▶ [Selected extract]:
====
8. .md update run (per-file)

A single-pass cleanup of every Markdown file in the tree. Each entry below lists what to add, what to keep, and what to remove. The intent is one PR per file (or one PR for the whole batch if no behavior changes), reviewed by the same checklist.

8.1 README.md

  • Keep: title, DeepWiki badge, Why, Capabilities tables (local shell, SSH, sessions, diagnostics, resources), Quickstart, Security posture summary, Layout, Development, AI contributor guidance, License.
  • Done (do not re-add):
  • Runbook link under "AI contributor guidance".
  • /metrics paragraph under Diagnostics.
  • Resources subsection.
  • Prompts subsection (the operating_guide prompt, audited like a resource read; ADR 0008).
  • Status line under the title (version, Python matrix, transports, last validation date with ADR pointer).
  • Compatibility matrix block (Python / host OS / transport / SDK / SSH library), refreshed on every validation pass.
  • Cross-checks: capability tables must match docs/tools.md and tests/test_server.py::_EXPECTED. The Status line's "last validated" date must match the most recent ADR 0005 outcome paragraph.
====
▶ [Available data]:
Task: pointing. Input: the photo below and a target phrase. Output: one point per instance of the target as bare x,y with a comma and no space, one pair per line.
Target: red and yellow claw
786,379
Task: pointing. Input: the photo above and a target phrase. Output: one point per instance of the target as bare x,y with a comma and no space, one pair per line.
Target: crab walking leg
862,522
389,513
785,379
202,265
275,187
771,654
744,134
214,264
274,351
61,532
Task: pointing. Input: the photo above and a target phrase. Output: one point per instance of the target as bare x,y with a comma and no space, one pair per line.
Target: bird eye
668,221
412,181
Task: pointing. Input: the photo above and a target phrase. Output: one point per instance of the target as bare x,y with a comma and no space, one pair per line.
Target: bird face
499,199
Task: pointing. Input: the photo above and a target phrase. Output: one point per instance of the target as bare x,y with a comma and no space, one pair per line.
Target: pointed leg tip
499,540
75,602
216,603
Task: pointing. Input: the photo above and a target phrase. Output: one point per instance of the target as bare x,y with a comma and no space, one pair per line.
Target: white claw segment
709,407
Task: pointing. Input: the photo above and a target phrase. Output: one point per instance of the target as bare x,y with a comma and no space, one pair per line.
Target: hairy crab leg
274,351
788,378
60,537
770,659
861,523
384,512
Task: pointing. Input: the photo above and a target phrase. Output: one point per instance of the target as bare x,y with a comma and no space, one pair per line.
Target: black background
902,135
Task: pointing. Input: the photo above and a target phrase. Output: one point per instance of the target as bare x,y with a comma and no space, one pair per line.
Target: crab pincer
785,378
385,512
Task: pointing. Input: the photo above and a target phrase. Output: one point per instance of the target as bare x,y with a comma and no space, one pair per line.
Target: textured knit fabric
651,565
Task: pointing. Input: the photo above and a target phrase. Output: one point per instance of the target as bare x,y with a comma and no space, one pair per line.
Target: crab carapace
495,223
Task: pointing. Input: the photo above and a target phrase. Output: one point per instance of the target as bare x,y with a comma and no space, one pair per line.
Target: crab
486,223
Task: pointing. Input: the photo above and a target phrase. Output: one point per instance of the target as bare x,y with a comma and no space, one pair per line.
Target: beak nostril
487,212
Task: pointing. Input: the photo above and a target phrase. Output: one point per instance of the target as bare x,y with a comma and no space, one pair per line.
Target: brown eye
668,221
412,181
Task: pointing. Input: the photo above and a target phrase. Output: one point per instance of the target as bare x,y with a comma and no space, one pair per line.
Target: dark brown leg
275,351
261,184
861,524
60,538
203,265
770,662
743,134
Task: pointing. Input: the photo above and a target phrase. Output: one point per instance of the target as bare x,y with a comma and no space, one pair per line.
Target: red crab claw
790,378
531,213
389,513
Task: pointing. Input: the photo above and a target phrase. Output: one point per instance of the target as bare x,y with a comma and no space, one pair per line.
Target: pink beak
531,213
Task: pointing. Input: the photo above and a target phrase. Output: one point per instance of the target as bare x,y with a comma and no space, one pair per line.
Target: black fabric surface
====
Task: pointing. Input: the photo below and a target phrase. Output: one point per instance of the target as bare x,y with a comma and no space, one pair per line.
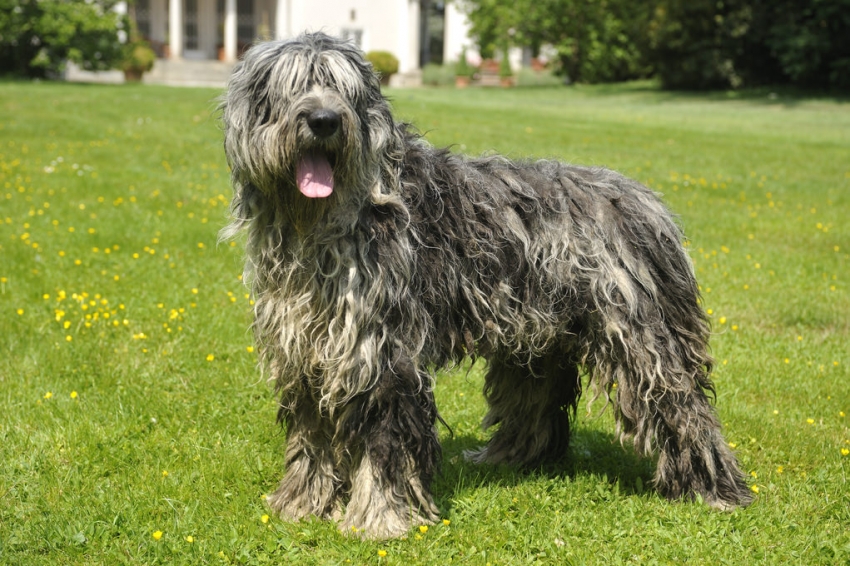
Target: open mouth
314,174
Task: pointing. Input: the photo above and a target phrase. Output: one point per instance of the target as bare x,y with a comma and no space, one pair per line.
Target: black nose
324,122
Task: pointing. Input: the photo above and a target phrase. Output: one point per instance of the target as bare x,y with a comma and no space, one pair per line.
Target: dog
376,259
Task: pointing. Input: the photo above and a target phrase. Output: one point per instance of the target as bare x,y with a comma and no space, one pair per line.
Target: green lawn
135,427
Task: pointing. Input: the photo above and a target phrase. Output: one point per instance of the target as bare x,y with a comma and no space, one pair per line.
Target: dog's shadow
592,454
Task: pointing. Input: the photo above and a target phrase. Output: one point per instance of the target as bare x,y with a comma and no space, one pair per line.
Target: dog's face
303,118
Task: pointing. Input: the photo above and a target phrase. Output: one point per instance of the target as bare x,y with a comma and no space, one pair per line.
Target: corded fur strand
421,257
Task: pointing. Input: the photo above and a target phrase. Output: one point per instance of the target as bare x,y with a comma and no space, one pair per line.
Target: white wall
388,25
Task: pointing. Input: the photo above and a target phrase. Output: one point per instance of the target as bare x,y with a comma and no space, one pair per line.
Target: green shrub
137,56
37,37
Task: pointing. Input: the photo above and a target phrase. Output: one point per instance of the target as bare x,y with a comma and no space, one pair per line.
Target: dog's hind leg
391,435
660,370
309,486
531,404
====
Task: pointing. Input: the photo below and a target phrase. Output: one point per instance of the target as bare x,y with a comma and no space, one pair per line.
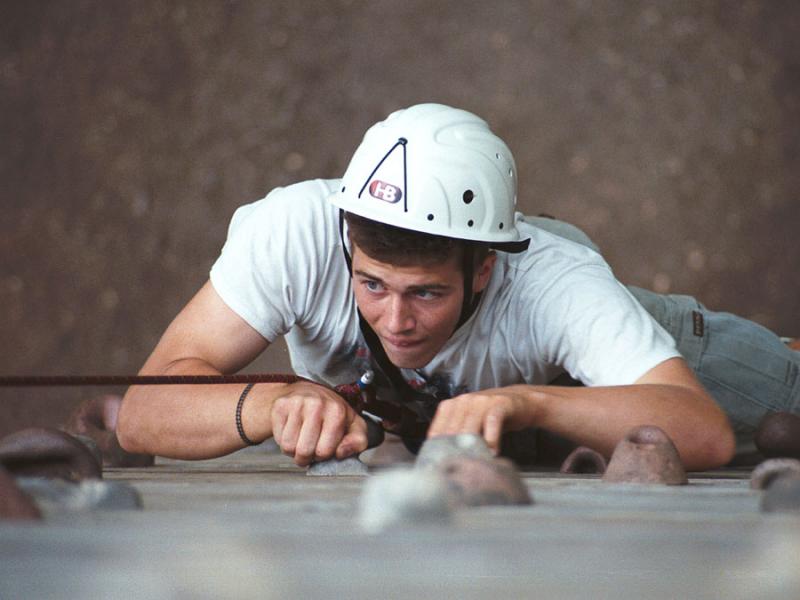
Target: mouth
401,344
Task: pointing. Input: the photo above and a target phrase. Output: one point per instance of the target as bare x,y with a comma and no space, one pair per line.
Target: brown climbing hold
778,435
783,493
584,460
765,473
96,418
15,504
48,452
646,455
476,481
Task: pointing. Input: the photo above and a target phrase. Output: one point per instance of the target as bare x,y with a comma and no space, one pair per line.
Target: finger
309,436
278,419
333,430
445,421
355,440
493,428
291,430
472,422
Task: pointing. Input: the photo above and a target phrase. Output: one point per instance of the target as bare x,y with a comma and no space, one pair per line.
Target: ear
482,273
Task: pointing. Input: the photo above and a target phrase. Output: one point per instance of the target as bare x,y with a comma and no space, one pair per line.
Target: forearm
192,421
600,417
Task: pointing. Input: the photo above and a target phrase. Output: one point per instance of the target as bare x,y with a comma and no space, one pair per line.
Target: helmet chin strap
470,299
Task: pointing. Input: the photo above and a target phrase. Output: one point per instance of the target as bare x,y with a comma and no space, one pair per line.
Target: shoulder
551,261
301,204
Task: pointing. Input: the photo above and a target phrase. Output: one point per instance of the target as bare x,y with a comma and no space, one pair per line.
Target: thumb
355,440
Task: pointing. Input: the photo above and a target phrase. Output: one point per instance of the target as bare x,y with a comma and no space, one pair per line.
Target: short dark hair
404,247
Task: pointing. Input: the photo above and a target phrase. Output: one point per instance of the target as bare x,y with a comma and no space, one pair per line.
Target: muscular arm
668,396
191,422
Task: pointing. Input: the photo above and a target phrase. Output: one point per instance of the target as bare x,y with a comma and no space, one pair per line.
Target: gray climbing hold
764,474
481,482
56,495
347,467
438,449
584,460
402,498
====
▶ [Requirement 1]:
Reproduce the stretch of the Markdown update run section from "A single-pass cleanup" through "paragraph under Diagnostics.".
▶ [Requirement 2]:
In the Markdown update run section, what must the Status line's "last validated" date match?

▶ [Expected answer 1]:
A single-pass cleanup of every Markdown file in the tree. Each entry below lists what to add, what to keep, and what to remove. The intent is one PR per file (or one PR for the whole batch if no behavior changes), reviewed by the same checklist.

8.1 README.md

  • Keep: title, DeepWiki badge, Why, Capabilities tables (local shell, SSH, sessions, diagnostics, resources), Quickstart, Security posture summary, Layout, Development, AI contributor guidance, License.
  • Done (do not re-add):
  • Runbook link under "AI contributor guidance".
  • /metrics paragraph under Diagnostics.

▶ [Expected answer 2]:
It must match the most recent ADR 0005 outcome paragraph.